A copy of the listing below is needed, exact in every line and without images.
══════════════════════════════
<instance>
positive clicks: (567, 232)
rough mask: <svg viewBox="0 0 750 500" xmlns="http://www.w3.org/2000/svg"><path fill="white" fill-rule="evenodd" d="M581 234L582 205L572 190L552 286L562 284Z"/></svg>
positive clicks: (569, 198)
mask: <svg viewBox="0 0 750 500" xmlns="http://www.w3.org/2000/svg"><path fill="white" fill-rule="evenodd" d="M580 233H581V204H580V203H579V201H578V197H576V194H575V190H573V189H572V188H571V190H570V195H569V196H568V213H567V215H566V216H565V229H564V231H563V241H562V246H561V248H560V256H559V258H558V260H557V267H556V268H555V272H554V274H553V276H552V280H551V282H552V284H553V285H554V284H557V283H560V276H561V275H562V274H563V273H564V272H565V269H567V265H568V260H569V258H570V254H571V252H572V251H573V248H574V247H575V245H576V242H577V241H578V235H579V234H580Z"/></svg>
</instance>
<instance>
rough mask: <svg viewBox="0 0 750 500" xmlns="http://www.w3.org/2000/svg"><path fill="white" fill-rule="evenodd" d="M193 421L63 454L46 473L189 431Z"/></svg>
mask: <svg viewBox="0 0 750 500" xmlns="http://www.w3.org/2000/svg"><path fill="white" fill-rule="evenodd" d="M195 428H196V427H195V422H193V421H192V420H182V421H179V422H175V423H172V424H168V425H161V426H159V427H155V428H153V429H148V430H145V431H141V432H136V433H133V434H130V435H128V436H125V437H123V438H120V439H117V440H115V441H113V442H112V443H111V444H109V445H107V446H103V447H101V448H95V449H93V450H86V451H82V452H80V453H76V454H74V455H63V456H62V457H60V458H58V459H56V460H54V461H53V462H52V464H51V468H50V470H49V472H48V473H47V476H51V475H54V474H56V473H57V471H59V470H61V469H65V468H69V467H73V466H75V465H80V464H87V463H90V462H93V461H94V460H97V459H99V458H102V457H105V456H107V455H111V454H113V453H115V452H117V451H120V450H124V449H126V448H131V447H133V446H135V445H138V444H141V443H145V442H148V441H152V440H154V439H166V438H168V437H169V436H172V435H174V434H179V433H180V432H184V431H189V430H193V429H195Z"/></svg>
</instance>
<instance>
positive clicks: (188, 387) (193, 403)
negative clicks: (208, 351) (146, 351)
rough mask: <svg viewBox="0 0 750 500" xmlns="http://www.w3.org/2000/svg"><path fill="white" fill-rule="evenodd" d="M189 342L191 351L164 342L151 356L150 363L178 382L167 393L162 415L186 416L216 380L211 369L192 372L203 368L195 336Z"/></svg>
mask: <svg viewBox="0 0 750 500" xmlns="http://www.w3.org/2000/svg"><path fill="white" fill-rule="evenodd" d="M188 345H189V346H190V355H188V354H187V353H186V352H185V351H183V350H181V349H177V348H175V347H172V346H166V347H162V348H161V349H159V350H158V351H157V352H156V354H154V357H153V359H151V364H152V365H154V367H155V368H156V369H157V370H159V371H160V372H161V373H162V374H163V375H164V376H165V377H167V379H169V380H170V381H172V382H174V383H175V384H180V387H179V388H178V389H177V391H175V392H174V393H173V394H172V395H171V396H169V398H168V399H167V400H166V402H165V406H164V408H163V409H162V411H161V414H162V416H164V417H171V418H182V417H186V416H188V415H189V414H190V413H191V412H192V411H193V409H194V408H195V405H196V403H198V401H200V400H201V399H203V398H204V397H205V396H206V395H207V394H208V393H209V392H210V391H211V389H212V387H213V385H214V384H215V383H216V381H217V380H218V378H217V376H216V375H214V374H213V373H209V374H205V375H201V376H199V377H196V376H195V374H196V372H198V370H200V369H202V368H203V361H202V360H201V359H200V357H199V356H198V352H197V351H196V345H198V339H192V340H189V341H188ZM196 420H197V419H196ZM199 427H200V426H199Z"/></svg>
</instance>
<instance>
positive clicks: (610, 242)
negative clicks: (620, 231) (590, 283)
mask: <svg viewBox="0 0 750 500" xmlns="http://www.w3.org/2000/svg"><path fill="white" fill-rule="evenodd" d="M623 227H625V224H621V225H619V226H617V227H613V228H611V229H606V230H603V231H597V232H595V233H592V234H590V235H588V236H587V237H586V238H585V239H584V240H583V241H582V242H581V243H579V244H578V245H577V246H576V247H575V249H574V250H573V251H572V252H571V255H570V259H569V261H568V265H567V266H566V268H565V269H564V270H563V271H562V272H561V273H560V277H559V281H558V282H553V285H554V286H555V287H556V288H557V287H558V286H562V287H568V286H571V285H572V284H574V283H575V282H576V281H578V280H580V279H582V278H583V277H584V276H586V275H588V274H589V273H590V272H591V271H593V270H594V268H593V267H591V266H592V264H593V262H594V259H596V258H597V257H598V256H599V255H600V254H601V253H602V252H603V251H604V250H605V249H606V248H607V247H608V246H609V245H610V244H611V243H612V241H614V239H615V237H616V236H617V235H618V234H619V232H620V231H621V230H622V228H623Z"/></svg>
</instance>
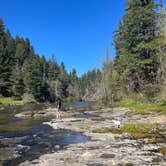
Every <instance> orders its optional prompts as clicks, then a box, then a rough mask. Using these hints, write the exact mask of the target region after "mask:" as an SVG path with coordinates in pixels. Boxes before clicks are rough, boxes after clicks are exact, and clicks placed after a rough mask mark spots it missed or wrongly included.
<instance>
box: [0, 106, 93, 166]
mask: <svg viewBox="0 0 166 166" xmlns="http://www.w3.org/2000/svg"><path fill="white" fill-rule="evenodd" d="M81 105H84V104H83V103H81ZM84 106H85V105H84ZM78 107H80V106H79V104H76V108H78ZM14 114H15V111H11V110H7V111H1V112H0V165H4V166H10V165H11V166H16V165H18V164H19V163H21V162H24V161H26V160H33V159H36V158H38V157H39V156H41V155H43V154H46V153H51V152H55V151H57V150H60V149H63V148H65V146H66V145H68V144H73V143H79V142H85V141H89V140H90V138H88V137H86V136H84V135H82V134H81V133H78V132H73V131H71V130H62V129H61V130H60V129H58V130H55V129H53V128H52V127H50V126H48V125H44V124H42V123H43V122H44V121H49V120H51V118H39V119H33V118H29V119H18V118H15V117H14ZM88 116H89V115H88Z"/></svg>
══════════════════════════════
Result of this exercise:
<instance>
positive clicks: (567, 232)
rough mask: <svg viewBox="0 0 750 500" xmlns="http://www.w3.org/2000/svg"><path fill="white" fill-rule="evenodd" d="M581 234L582 205L572 190L552 286L562 284Z"/></svg>
positive clicks: (569, 198)
mask: <svg viewBox="0 0 750 500" xmlns="http://www.w3.org/2000/svg"><path fill="white" fill-rule="evenodd" d="M580 233H581V204H580V203H579V201H578V197H576V194H575V190H573V189H572V188H571V190H570V195H569V196H568V213H567V215H566V216H565V229H564V231H563V241H562V246H561V248H560V256H559V258H558V260H557V267H556V268H555V272H554V274H553V276H552V280H551V282H552V284H553V285H554V284H557V283H560V276H561V275H562V274H563V273H564V272H565V269H567V265H568V260H569V258H570V254H571V252H572V251H573V248H574V247H575V245H576V242H577V241H578V235H579V234H580Z"/></svg>
</instance>
<instance>
rough mask: <svg viewBox="0 0 750 500" xmlns="http://www.w3.org/2000/svg"><path fill="white" fill-rule="evenodd" d="M193 421L63 454L46 473L189 431Z"/></svg>
mask: <svg viewBox="0 0 750 500" xmlns="http://www.w3.org/2000/svg"><path fill="white" fill-rule="evenodd" d="M195 428H196V427H195V422H193V421H192V420H182V421H179V422H175V423H172V424H168V425H161V426H159V427H155V428H153V429H148V430H145V431H141V432H136V433H133V434H130V435H128V436H125V437H123V438H120V439H117V440H115V441H113V442H112V443H111V444H109V445H107V446H103V447H101V448H95V449H93V450H86V451H82V452H80V453H76V454H74V455H63V456H62V457H60V458H58V459H56V460H54V461H53V462H52V464H51V468H50V470H49V472H48V473H47V476H51V475H54V474H56V473H57V471H59V470H61V469H65V468H69V467H73V466H75V465H80V464H87V463H90V462H93V461H94V460H97V459H99V458H102V457H105V456H107V455H111V454H113V453H115V452H117V451H120V450H124V449H126V448H131V447H133V446H135V445H138V444H141V443H145V442H148V441H152V440H154V439H166V438H168V437H169V436H172V435H174V434H179V433H180V432H184V431H189V430H193V429H195Z"/></svg>
</instance>
<instance>
positive clicks: (188, 387) (193, 403)
negative clicks: (208, 351) (146, 351)
rough mask: <svg viewBox="0 0 750 500" xmlns="http://www.w3.org/2000/svg"><path fill="white" fill-rule="evenodd" d="M189 342L191 351L164 342L151 356L150 363L178 382L167 393L162 415L186 416L216 380L211 369L192 372L203 368L195 336Z"/></svg>
mask: <svg viewBox="0 0 750 500" xmlns="http://www.w3.org/2000/svg"><path fill="white" fill-rule="evenodd" d="M188 345H189V346H190V355H188V354H187V353H186V352H185V351H183V350H181V349H177V348H175V347H172V346H166V347H162V348H161V349H159V350H158V351H157V352H156V354H154V357H153V359H151V364H152V365H154V367H155V368H156V369H157V370H159V371H160V372H161V373H162V374H163V375H164V376H165V377H167V379H169V380H170V381H172V382H174V383H175V384H180V387H179V388H178V389H177V391H175V392H174V393H173V394H172V395H171V396H169V398H168V399H167V400H166V402H165V406H164V408H163V409H162V411H161V414H162V416H164V417H171V418H182V417H186V416H188V415H189V414H190V413H191V412H192V411H193V409H194V408H195V405H196V403H198V401H200V400H201V399H203V398H204V397H205V396H206V395H207V394H208V393H209V392H210V391H211V389H212V387H213V385H214V384H215V383H216V381H217V380H218V378H217V376H216V375H214V374H213V373H209V374H205V375H201V376H199V377H196V376H195V374H196V372H198V370H200V369H202V368H203V361H202V360H201V359H200V357H199V356H198V352H197V351H196V345H198V339H192V340H189V341H188ZM196 420H197V419H196ZM199 427H200V426H199Z"/></svg>
</instance>
<instance>
positive clicks: (610, 242)
negative clicks: (620, 231) (590, 283)
mask: <svg viewBox="0 0 750 500" xmlns="http://www.w3.org/2000/svg"><path fill="white" fill-rule="evenodd" d="M623 227H625V224H621V225H619V226H617V227H613V228H611V229H606V230H603V231H597V232H595V233H592V234H590V235H588V236H587V237H586V238H585V239H584V240H583V241H582V242H581V243H579V244H578V245H577V246H576V247H575V249H574V250H573V251H572V252H571V255H570V259H569V261H568V265H567V266H566V268H565V269H564V270H563V271H562V272H561V273H560V277H559V281H558V282H553V285H554V286H555V287H556V288H557V287H558V286H562V287H568V286H571V285H572V284H574V283H575V282H576V281H578V280H580V279H582V278H583V277H584V276H586V275H588V274H589V273H590V272H591V271H593V270H594V268H593V267H591V266H592V264H593V262H594V259H596V258H597V257H598V256H599V255H600V254H601V253H602V252H603V251H604V250H605V249H606V248H607V247H608V246H609V245H610V244H611V243H612V241H614V239H615V237H616V236H617V235H618V234H619V232H620V231H621V230H622V228H623Z"/></svg>
</instance>
Every <instance> orders its optional prompts as clicks, then a box, then a rough mask. Using these hints, write the exact mask of the target region after "mask:" as an SVG path with coordinates in pixels. Boxes before clicks are rough, boxes after clicks are exact, and clicks placed after a rough mask mark spots it missed or wrongly included.
<instance>
box: [0, 106, 93, 166]
mask: <svg viewBox="0 0 166 166" xmlns="http://www.w3.org/2000/svg"><path fill="white" fill-rule="evenodd" d="M81 105H84V104H83V103H81ZM84 106H85V105H84ZM78 107H80V106H79V104H76V108H78ZM14 114H15V111H11V110H7V111H1V112H0V165H4V166H10V165H11V166H16V165H18V164H19V163H21V162H24V161H26V160H33V159H36V158H38V157H39V156H41V155H43V154H46V153H51V152H55V151H57V150H60V149H63V148H65V146H66V145H68V144H73V143H79V142H85V141H89V140H90V138H88V137H86V136H84V135H82V134H81V133H78V132H73V131H71V130H62V129H61V130H60V129H58V130H55V129H53V128H52V127H50V126H48V125H44V124H42V123H43V122H44V121H49V120H51V118H39V119H33V118H29V119H18V118H15V117H14ZM88 116H89V115H88Z"/></svg>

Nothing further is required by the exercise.